**AIM:**
Gather every line in the entries below that contains the word "lighthouse", and copy each one out in full.

**SOURCE MATERIAL:**
---

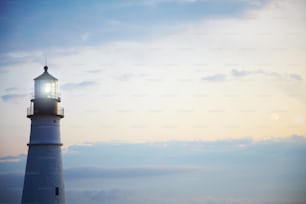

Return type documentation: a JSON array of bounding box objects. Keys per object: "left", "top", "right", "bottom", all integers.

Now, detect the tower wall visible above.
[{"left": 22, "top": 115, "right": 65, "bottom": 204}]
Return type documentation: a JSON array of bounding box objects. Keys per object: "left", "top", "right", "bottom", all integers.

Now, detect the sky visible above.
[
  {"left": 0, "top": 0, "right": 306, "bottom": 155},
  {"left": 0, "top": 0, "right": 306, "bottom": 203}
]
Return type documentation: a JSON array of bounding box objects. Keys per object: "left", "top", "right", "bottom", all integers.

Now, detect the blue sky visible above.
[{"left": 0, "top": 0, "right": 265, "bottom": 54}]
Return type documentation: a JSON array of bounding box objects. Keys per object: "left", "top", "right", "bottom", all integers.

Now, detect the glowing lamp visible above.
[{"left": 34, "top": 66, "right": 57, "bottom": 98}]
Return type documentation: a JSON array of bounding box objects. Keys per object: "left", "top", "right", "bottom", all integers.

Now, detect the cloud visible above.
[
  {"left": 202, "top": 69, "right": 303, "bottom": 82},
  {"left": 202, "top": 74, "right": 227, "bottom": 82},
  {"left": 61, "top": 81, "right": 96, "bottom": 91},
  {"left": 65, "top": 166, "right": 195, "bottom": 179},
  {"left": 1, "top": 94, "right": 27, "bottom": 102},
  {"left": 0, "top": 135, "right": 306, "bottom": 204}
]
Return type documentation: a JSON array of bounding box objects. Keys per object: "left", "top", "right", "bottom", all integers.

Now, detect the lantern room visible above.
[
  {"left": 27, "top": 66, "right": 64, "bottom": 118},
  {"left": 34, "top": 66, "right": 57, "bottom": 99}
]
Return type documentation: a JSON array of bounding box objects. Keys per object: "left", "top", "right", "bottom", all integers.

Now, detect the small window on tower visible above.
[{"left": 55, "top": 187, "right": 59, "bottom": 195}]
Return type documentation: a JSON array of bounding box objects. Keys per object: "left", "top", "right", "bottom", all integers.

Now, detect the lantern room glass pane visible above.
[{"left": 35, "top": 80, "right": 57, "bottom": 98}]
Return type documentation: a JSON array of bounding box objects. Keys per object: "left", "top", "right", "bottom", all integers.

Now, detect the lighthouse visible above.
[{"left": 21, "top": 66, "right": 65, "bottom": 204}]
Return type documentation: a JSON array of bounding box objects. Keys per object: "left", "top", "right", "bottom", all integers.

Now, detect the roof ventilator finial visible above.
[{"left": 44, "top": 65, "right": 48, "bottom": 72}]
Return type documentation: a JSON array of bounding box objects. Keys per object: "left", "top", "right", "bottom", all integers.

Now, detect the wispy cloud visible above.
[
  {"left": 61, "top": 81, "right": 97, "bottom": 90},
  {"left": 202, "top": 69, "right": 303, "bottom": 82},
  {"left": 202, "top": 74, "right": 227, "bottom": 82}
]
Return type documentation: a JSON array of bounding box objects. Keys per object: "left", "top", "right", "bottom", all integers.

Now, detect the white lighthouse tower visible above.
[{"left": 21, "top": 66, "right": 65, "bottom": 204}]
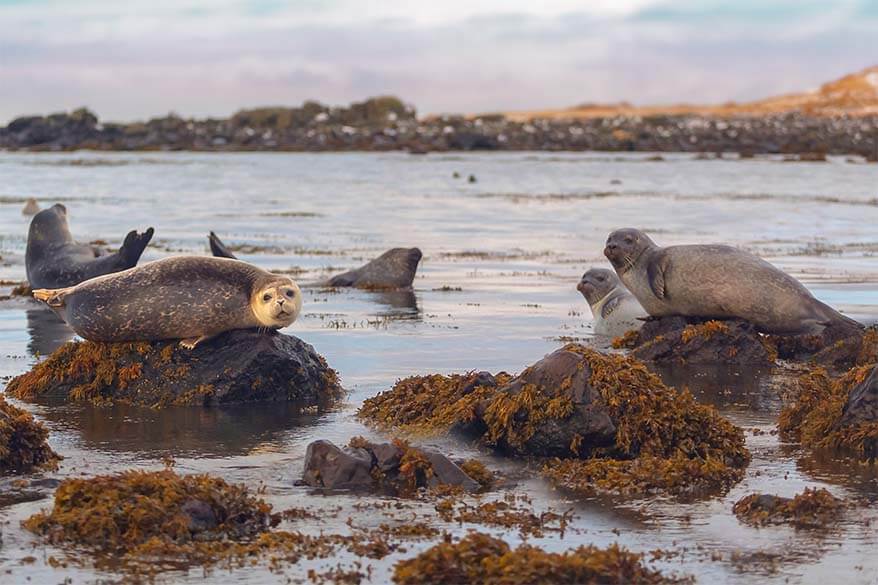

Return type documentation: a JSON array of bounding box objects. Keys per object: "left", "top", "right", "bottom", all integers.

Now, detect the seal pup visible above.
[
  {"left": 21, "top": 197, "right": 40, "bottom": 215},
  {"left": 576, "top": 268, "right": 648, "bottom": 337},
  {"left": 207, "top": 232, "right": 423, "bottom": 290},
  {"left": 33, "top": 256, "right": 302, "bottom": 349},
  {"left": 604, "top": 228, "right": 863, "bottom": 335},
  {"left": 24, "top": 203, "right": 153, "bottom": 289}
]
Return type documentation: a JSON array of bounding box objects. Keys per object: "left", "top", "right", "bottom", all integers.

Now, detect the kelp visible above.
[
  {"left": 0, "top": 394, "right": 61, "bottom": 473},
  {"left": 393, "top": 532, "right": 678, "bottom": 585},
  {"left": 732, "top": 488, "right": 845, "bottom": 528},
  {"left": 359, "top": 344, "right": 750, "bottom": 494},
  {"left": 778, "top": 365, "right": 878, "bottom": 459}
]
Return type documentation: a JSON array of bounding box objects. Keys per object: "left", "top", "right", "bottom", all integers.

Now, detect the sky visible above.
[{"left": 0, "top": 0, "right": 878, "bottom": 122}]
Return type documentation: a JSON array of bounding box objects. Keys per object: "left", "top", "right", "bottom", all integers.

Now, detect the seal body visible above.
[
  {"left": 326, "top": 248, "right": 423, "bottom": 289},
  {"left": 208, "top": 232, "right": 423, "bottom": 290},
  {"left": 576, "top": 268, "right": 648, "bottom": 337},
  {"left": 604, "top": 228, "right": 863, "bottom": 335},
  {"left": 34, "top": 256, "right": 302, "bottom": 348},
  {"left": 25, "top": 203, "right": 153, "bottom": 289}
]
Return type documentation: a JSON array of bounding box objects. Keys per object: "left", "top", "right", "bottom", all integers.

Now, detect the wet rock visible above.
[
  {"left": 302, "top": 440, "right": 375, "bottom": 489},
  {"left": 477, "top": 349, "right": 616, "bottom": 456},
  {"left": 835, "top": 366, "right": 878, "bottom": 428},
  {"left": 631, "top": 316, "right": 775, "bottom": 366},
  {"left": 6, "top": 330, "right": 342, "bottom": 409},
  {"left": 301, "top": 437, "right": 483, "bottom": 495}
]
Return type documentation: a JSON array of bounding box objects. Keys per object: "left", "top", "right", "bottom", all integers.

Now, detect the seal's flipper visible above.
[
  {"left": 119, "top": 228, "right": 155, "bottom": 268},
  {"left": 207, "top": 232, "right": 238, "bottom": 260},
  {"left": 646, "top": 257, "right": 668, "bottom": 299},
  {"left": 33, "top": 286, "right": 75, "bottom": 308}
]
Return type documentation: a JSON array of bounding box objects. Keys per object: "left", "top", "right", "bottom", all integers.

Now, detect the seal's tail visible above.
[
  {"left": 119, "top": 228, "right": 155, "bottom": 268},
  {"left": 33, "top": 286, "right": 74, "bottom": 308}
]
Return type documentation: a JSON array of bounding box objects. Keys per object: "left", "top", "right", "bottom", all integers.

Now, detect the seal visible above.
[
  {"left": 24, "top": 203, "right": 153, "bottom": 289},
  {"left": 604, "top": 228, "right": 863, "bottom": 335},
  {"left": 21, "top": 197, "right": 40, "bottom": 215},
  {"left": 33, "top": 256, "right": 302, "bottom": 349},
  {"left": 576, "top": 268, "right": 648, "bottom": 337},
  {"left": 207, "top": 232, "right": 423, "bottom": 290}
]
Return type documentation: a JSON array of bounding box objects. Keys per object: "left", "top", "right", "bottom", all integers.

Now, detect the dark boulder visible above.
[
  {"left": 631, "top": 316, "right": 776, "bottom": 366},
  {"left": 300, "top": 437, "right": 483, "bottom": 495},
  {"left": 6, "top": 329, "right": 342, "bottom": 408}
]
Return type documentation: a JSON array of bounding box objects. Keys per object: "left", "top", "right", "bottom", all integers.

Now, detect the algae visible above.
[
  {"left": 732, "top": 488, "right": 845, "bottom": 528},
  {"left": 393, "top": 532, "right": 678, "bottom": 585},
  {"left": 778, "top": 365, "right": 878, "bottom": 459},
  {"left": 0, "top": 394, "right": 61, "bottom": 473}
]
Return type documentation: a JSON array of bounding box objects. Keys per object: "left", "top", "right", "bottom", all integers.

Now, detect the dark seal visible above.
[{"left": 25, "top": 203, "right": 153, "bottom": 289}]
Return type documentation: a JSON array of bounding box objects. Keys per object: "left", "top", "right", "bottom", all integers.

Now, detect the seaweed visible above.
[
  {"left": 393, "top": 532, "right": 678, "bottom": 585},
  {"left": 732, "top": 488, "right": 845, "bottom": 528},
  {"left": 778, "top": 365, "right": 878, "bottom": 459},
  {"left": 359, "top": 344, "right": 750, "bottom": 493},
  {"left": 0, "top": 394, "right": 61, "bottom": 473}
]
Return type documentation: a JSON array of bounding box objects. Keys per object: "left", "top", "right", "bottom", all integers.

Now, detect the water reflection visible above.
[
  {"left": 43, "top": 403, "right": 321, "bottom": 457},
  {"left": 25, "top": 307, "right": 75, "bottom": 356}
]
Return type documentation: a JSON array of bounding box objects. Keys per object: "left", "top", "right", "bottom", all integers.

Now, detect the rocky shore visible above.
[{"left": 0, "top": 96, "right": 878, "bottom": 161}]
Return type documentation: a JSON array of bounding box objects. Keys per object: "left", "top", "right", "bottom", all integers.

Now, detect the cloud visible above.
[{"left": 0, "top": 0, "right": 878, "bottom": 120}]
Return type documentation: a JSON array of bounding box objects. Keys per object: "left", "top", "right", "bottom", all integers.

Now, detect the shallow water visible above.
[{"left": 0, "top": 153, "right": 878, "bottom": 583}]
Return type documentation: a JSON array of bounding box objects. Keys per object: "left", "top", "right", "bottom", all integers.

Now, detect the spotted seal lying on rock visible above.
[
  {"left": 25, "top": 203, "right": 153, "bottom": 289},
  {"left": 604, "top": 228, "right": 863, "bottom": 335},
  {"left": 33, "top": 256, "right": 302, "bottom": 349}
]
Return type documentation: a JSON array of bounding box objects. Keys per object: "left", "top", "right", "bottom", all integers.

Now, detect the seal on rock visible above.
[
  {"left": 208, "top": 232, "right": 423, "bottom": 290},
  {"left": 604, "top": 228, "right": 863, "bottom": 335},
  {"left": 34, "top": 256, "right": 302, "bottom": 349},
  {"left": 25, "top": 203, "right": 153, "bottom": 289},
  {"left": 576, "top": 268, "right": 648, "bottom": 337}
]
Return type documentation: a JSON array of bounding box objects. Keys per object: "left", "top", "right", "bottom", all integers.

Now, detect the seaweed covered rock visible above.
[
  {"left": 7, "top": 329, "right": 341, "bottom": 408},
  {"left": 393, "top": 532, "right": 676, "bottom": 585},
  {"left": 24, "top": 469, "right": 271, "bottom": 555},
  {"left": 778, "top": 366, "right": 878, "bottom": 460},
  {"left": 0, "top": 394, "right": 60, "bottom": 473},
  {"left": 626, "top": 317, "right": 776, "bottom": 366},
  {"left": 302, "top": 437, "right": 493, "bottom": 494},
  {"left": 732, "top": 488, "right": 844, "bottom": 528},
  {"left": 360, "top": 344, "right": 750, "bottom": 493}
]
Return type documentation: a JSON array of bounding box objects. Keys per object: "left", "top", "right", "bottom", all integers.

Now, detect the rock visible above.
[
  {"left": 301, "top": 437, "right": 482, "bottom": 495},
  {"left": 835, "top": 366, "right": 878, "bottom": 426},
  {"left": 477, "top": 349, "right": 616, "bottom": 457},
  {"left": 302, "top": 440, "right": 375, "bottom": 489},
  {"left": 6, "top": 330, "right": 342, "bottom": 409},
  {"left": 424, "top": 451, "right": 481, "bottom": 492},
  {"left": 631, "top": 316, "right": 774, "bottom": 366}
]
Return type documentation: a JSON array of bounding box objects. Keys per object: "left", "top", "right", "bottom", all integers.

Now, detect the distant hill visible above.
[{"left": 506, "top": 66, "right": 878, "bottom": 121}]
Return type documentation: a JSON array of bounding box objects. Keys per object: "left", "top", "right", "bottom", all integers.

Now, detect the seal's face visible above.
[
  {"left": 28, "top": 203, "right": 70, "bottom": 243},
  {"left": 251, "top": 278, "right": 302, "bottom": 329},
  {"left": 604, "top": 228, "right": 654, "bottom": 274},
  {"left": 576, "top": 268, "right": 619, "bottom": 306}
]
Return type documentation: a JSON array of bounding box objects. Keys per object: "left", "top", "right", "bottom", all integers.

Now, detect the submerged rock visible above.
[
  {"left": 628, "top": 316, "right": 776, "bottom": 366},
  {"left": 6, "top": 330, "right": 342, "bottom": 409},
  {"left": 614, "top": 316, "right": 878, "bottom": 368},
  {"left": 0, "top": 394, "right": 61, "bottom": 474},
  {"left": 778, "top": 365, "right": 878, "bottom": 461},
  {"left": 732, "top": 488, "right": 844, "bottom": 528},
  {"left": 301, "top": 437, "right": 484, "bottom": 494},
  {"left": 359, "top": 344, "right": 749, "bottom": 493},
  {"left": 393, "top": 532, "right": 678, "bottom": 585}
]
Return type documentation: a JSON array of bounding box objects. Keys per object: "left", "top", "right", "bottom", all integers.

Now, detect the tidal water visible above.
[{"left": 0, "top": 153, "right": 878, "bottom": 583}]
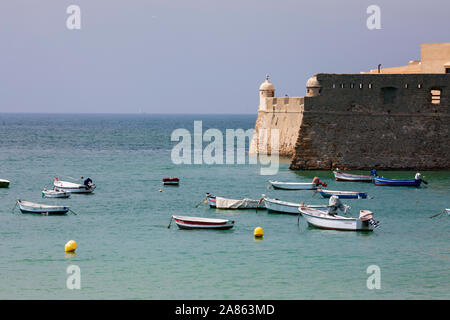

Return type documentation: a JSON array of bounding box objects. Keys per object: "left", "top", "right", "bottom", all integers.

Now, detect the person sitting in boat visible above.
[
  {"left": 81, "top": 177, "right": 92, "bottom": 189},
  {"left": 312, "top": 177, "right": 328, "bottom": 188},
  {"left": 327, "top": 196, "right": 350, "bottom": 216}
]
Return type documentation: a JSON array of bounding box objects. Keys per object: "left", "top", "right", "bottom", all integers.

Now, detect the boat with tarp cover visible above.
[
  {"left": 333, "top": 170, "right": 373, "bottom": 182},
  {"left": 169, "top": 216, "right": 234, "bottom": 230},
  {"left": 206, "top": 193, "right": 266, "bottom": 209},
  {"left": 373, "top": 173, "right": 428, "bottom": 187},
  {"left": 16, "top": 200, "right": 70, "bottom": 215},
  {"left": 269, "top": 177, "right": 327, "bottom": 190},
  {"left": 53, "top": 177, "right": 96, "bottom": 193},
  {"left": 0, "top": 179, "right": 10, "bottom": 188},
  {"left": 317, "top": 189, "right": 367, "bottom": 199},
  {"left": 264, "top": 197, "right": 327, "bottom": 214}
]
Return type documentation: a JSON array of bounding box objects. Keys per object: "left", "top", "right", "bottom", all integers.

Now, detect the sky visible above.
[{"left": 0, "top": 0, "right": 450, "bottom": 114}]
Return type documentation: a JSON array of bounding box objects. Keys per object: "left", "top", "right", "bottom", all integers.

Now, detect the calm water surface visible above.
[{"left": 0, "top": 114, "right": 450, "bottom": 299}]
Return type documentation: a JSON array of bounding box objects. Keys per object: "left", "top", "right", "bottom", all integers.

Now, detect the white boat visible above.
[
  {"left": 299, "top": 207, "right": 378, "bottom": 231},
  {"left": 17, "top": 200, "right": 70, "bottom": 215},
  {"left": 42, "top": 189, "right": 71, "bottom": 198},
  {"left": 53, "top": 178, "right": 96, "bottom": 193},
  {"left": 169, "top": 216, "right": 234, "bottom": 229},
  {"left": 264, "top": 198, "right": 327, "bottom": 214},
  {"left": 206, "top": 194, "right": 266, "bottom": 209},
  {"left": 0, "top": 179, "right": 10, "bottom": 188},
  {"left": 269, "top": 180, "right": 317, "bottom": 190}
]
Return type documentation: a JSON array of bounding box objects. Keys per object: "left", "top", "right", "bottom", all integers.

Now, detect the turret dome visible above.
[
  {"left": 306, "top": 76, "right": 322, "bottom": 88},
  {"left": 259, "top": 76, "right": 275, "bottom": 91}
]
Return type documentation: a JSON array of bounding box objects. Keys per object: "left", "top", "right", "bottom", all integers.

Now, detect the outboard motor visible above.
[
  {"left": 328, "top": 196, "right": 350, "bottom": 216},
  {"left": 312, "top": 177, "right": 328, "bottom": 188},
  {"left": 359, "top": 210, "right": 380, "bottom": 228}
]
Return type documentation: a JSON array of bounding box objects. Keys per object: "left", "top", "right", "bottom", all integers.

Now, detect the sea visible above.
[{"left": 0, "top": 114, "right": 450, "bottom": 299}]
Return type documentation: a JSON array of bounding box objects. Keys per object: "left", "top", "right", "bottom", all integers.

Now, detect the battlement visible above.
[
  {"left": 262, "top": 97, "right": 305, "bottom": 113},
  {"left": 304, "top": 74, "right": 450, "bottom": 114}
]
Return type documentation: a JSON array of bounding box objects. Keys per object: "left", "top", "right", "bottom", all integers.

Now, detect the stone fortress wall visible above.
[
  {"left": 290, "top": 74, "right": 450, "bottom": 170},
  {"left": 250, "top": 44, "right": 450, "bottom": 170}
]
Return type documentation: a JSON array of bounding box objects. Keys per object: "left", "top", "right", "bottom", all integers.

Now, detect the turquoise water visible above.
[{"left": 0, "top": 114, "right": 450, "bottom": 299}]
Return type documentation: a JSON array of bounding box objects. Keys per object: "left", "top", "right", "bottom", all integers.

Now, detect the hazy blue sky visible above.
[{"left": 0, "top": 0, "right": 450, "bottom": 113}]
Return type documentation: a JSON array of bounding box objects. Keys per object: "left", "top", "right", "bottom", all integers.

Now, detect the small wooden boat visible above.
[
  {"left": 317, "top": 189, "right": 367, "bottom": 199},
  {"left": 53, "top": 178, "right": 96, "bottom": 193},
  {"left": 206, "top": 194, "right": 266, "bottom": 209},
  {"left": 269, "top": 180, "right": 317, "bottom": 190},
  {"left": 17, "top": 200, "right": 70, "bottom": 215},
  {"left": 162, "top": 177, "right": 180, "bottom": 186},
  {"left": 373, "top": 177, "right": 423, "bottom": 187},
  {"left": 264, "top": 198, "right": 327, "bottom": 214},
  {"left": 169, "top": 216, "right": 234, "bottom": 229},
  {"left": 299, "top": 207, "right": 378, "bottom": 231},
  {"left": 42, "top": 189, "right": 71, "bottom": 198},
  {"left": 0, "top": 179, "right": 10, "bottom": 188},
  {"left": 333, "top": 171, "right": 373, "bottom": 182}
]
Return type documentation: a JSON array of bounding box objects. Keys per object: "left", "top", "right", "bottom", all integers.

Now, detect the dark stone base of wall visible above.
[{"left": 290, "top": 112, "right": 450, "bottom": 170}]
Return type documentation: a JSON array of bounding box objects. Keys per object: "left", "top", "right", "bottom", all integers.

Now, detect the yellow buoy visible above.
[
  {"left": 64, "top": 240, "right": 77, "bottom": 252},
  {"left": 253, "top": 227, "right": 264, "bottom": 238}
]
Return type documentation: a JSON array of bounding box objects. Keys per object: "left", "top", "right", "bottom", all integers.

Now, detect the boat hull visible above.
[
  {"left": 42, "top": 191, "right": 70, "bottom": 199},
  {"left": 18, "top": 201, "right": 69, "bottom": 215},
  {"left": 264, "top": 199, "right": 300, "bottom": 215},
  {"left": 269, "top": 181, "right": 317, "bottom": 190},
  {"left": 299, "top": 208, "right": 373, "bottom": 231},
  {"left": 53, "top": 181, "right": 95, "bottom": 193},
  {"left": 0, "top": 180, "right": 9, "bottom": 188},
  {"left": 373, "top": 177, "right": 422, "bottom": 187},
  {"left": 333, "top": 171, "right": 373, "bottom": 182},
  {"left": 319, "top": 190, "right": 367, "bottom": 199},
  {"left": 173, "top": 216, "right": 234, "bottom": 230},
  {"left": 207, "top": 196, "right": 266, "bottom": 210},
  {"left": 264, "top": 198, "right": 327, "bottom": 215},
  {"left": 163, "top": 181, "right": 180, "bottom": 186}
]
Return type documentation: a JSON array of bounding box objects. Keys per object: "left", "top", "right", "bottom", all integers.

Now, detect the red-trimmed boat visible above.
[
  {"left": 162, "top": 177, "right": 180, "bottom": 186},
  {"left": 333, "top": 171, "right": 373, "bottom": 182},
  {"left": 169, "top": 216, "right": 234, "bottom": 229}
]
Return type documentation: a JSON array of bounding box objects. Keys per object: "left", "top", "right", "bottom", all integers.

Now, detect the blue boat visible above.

---

**ANSWER IN FULL:**
Now, detect the lighthouse visible above.
Now, detect the white lighthouse tower visible above.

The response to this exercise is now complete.